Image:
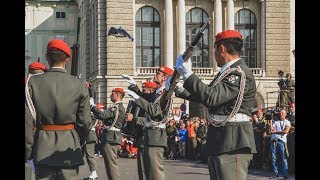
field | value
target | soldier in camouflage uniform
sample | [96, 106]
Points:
[202, 140]
[137, 130]
[229, 100]
[57, 105]
[111, 138]
[172, 132]
[155, 136]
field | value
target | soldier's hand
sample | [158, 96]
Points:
[179, 88]
[131, 94]
[129, 79]
[129, 117]
[167, 84]
[184, 68]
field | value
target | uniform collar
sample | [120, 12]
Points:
[57, 69]
[224, 67]
[159, 90]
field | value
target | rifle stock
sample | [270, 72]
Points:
[166, 98]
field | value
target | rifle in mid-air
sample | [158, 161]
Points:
[166, 97]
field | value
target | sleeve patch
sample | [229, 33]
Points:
[233, 78]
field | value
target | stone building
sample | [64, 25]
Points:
[162, 29]
[45, 20]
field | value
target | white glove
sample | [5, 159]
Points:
[167, 84]
[91, 102]
[131, 94]
[184, 68]
[129, 79]
[179, 88]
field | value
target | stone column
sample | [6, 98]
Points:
[217, 17]
[181, 27]
[217, 22]
[263, 34]
[168, 34]
[230, 14]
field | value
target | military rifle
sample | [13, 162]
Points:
[166, 98]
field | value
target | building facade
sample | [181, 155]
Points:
[162, 29]
[45, 20]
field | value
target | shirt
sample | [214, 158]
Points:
[279, 125]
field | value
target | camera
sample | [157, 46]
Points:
[268, 115]
[272, 114]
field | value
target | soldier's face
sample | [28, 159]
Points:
[217, 56]
[159, 77]
[147, 90]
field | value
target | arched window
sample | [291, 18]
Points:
[147, 37]
[246, 24]
[195, 18]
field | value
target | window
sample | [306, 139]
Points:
[246, 24]
[60, 15]
[147, 37]
[195, 18]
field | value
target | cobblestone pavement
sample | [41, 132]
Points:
[174, 169]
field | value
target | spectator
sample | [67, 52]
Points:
[192, 141]
[259, 124]
[202, 140]
[279, 130]
[172, 132]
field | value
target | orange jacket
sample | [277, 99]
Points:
[191, 132]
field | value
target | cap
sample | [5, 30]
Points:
[37, 65]
[150, 84]
[228, 34]
[100, 106]
[166, 70]
[58, 44]
[118, 90]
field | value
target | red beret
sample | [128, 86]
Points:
[118, 90]
[37, 65]
[88, 84]
[58, 44]
[228, 34]
[150, 84]
[166, 70]
[100, 106]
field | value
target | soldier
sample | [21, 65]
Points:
[229, 100]
[155, 136]
[113, 119]
[172, 132]
[58, 106]
[35, 68]
[89, 147]
[147, 87]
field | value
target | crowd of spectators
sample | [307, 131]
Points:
[187, 138]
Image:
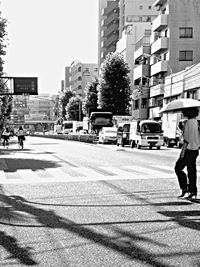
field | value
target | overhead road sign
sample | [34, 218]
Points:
[20, 86]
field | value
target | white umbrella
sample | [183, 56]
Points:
[180, 104]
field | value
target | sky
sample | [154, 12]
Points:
[44, 36]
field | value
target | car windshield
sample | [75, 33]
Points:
[151, 128]
[68, 126]
[102, 121]
[111, 131]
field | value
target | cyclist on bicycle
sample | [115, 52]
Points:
[21, 136]
[6, 136]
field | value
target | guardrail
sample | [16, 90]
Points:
[88, 138]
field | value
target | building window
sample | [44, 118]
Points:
[186, 55]
[144, 103]
[186, 32]
[137, 104]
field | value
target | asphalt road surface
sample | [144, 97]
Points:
[66, 203]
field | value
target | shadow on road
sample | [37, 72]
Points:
[16, 251]
[15, 164]
[122, 242]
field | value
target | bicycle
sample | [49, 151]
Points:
[5, 143]
[21, 144]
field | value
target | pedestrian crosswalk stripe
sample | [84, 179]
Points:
[74, 174]
[2, 176]
[150, 172]
[3, 165]
[118, 171]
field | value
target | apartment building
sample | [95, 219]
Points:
[79, 75]
[135, 19]
[108, 28]
[174, 45]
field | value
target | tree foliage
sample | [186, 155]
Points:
[74, 109]
[64, 101]
[5, 101]
[91, 98]
[114, 85]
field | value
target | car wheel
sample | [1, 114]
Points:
[138, 146]
[132, 144]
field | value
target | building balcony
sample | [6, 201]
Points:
[110, 19]
[157, 90]
[140, 71]
[159, 2]
[159, 67]
[160, 45]
[110, 8]
[113, 28]
[112, 39]
[154, 112]
[140, 51]
[160, 22]
[111, 48]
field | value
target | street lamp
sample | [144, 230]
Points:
[169, 67]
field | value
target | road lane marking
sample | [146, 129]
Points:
[3, 165]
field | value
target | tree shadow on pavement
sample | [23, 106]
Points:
[126, 245]
[185, 218]
[11, 245]
[15, 164]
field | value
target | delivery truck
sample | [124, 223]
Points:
[170, 126]
[146, 133]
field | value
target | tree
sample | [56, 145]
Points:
[5, 101]
[114, 85]
[74, 109]
[91, 98]
[64, 101]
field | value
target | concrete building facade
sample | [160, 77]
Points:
[108, 28]
[79, 75]
[174, 45]
[135, 21]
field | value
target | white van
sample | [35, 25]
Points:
[146, 133]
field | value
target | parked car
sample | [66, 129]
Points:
[108, 135]
[123, 133]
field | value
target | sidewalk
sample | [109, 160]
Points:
[105, 223]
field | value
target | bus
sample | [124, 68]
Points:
[100, 118]
[71, 127]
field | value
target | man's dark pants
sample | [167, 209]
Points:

□ □ □ □ □

Directions - Locate each line in the listing above containing the string "building" and copy those lines out, matching case exactly.

Full solution -
target | stone building
target | building facade
target | building window
target | apartment building
target | building balcony
target | concrete building facade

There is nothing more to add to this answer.